======== MATERIAL SUPPLIED ========
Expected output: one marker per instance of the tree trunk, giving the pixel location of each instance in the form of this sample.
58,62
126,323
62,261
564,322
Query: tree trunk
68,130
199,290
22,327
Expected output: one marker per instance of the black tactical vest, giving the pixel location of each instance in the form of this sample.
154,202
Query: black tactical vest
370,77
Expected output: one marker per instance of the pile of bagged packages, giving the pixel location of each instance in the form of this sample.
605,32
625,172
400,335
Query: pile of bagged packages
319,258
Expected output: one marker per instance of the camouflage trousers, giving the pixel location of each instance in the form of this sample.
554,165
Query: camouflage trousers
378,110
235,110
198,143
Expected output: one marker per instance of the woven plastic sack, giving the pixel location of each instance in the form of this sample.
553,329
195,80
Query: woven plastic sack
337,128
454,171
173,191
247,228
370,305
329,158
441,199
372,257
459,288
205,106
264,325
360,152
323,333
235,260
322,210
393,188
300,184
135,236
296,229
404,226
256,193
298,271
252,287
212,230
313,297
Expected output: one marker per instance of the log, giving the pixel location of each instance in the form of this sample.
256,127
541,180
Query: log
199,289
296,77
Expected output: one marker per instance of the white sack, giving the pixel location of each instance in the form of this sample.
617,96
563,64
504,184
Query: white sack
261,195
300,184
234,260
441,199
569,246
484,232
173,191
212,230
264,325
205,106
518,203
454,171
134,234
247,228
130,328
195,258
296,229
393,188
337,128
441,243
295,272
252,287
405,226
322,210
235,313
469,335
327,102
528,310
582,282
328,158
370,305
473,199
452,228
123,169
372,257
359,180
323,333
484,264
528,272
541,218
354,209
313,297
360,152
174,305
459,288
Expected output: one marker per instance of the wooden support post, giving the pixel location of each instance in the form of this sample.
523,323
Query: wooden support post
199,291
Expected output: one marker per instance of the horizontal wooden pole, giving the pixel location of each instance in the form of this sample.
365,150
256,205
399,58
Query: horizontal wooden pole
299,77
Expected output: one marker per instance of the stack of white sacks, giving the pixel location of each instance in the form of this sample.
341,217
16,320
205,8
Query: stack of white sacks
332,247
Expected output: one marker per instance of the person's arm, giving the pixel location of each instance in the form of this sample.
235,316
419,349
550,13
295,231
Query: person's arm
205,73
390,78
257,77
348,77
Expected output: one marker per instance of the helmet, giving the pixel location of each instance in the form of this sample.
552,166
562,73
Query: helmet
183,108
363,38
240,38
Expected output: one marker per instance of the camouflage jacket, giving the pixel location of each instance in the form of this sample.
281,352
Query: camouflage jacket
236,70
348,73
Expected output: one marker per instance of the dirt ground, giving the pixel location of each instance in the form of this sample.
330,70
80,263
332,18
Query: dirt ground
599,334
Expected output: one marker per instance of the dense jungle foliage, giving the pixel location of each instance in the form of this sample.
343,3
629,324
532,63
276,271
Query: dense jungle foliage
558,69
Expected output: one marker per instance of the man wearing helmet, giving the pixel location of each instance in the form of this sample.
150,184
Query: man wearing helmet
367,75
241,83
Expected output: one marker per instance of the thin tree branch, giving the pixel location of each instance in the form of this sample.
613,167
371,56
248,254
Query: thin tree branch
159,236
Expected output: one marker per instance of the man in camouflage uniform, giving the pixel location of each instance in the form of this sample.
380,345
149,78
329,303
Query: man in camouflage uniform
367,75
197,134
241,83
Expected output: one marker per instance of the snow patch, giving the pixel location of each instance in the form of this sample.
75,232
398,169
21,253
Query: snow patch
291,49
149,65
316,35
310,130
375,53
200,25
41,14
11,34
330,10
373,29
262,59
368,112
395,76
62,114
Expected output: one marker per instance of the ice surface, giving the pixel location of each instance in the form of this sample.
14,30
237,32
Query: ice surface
========
TASK: Reproduce the full listing exactly.

TASK RESPONSE:
Expected output: one marker per instance of the tree trunk, giving the pixel location of each instance in the form of this sample.
58,62
126,323
62,261
564,322
Query: tree trunk
68,130
199,290
22,327
Expected output: one marker per instance of the black tactical vest, giving the pixel location of each instance in the form of this sample.
154,202
Query: black tactical vest
370,77
Expected output: one marker per instance of the pile of bagged packages, giving the pixel location of each instance in the form of this sample.
605,32
625,172
400,335
Query: pile of bagged packages
319,258
Expected output: one marker per instance of the camouflage trousers, giving the pixel location of each instance in the form of this sample.
554,165
Query: camouflage trousers
378,110
235,110
198,143
Expected output: one marker per instance of the woven plastic sack, giving the pixel location of each instance in the form of this sample.
553,329
195,80
Query: woven plastic sack
337,128
454,171
173,191
247,228
370,305
329,158
441,199
372,257
459,288
205,106
264,325
360,152
323,333
235,260
322,210
393,188
300,184
135,236
296,229
404,226
256,193
298,271
252,287
212,230
313,297
Expected output: one marker per instance of the log, giving the pixel location of each instance in the form of this sample.
256,127
541,180
Query: log
199,289
296,77
Expected output: one marker per instance of the white sack, giving the pixel location of each instance in the form of this sample.
617,96
563,64
504,184
Query: white sack
261,195
300,184
234,260
441,199
569,246
484,232
173,191
212,230
264,325
205,106
518,203
454,171
134,234
247,228
130,328
195,258
296,229
393,188
337,128
441,243
295,272
252,287
405,226
322,210
235,313
469,335
327,102
528,310
582,282
328,158
370,305
473,199
452,228
123,169
372,257
359,180
323,333
484,264
528,272
541,218
354,209
313,297
360,152
174,305
459,288
Expected output: one marker per instance of the wooden support post, giving the pixel location of each instance in the form of this sample.
523,323
Query: wooden support post
199,291
Expected output: one marker per instance of the horizontal wooden pole, giving the pixel location of each instance in the form of this sample.
365,150
256,205
399,58
Query: horizontal wooden pole
299,77
Expected output: one marker per instance of the stack of white sacks, giving the pixel location of each instance in the form of this sample.
341,217
16,320
205,8
Query: stack of white sacks
332,247
Expected output: one marker per instance of the person's arm, giving the pixel location of each instance in the form of this sample.
235,316
419,349
550,13
295,231
Query: person's arm
205,73
390,78
257,77
348,77
Expected output: one marker per instance of the helmet, giving the pixel location of each instance in the form of this sample.
552,166
562,73
Query: helmet
183,108
363,38
240,38
Expected output: one marker per instance of the camouflage jacket, giving the pixel location of each instance in the form of this sample.
281,352
Query: camouflage jacket
236,70
348,73
Expected output: one marker per instance of the dirt ground, giving the pixel location of each instance in the form of this sample.
330,70
80,263
332,18
Query: dirt ground
599,334
Expected output: one marker per instance of the dense jungle foliage, giving the pixel location of each instance in the form of this sample.
343,3
629,324
532,63
276,271
Query: dense jungle foliage
558,69
Expected output: one marker per instance of the man wearing helmet, giving the pixel location of each instance in the form of this sample.
150,184
Query: man wearing helmet
367,75
241,83
Expected output: one marker per instance of the thin tree branch, giving the pixel location of each instance in the form of this sample.
613,167
371,56
248,254
Query: thin tree branch
159,236
Expected output: one marker per instance of the man in camouflage uniform, giving the pixel location of each instance in the form of this sample.
380,345
149,78
329,303
Query: man in camouflage uniform
367,75
197,134
241,83
Expected output: one marker per instance of the snow patch, giving the pixel location of each instance in the form of this sample.
75,232
398,169
21,253
Query: snow patch
291,49
149,65
316,35
310,130
375,53
200,25
41,14
11,34
330,10
373,29
262,59
368,112
395,76
62,114
Expected output: one marker per instance of the ice surface, giving the pixel location of each instance in the form of this sample.
14,30
237,32
Query: ice surface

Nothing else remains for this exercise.